- [What is needed]: Drop the images; return everything else in the listing below exactly.
┌──
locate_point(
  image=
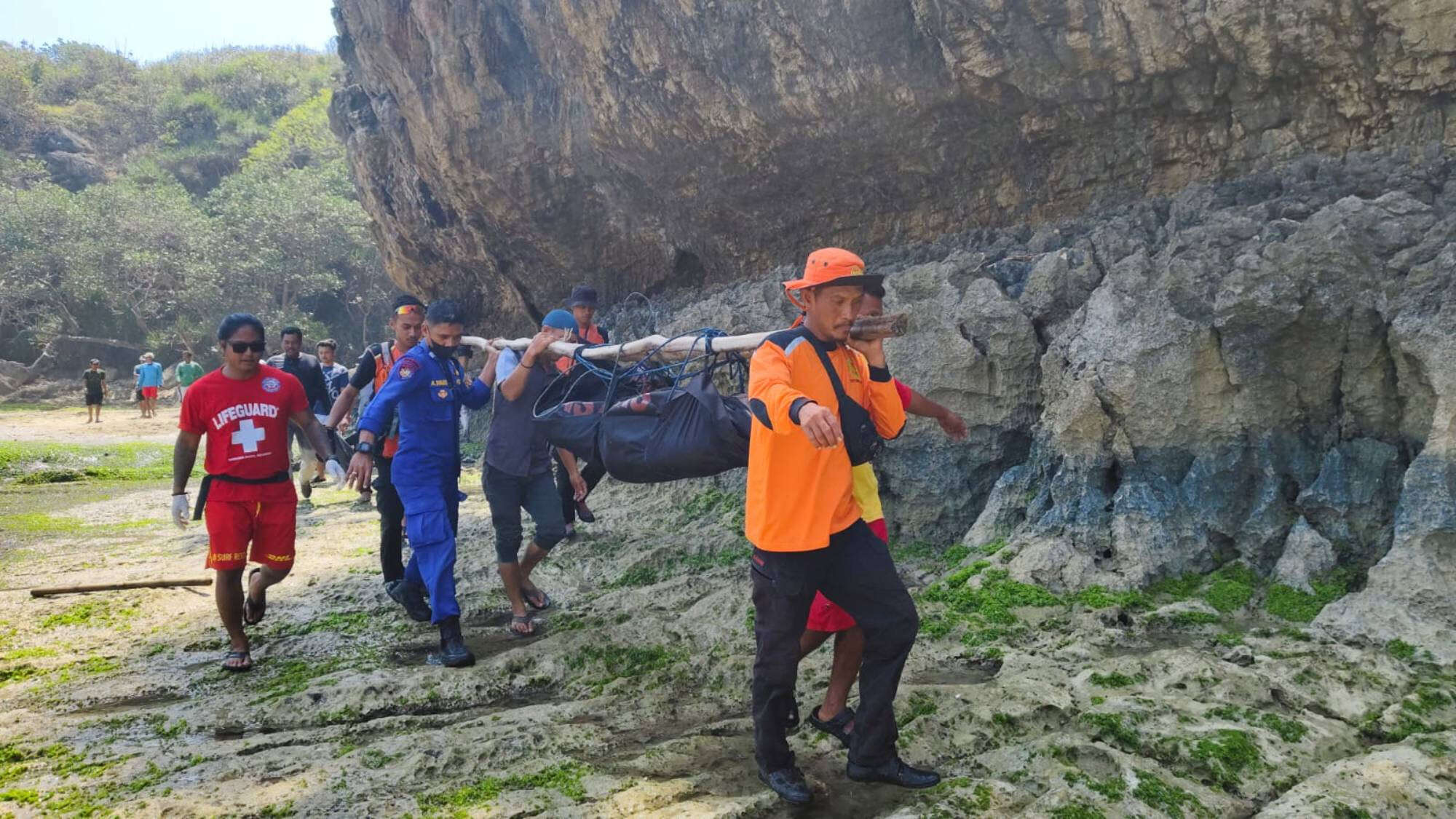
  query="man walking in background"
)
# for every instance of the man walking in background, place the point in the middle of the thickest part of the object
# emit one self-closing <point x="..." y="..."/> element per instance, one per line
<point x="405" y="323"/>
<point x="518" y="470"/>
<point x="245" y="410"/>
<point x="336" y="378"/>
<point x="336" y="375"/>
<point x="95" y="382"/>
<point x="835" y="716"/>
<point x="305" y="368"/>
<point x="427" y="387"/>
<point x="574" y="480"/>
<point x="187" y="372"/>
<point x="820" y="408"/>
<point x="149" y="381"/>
└──
- [Exercise response]:
locate_point(
  image=
  query="man walking in background"
)
# for every instance of the man walking in background, place the point in the middle of the thickest part of the object
# emit one self-closing <point x="..." y="..."/> element per instance, one per line
<point x="405" y="323"/>
<point x="518" y="470"/>
<point x="245" y="410"/>
<point x="336" y="378"/>
<point x="336" y="375"/>
<point x="95" y="382"/>
<point x="835" y="716"/>
<point x="305" y="368"/>
<point x="427" y="387"/>
<point x="574" y="480"/>
<point x="187" y="372"/>
<point x="820" y="408"/>
<point x="149" y="381"/>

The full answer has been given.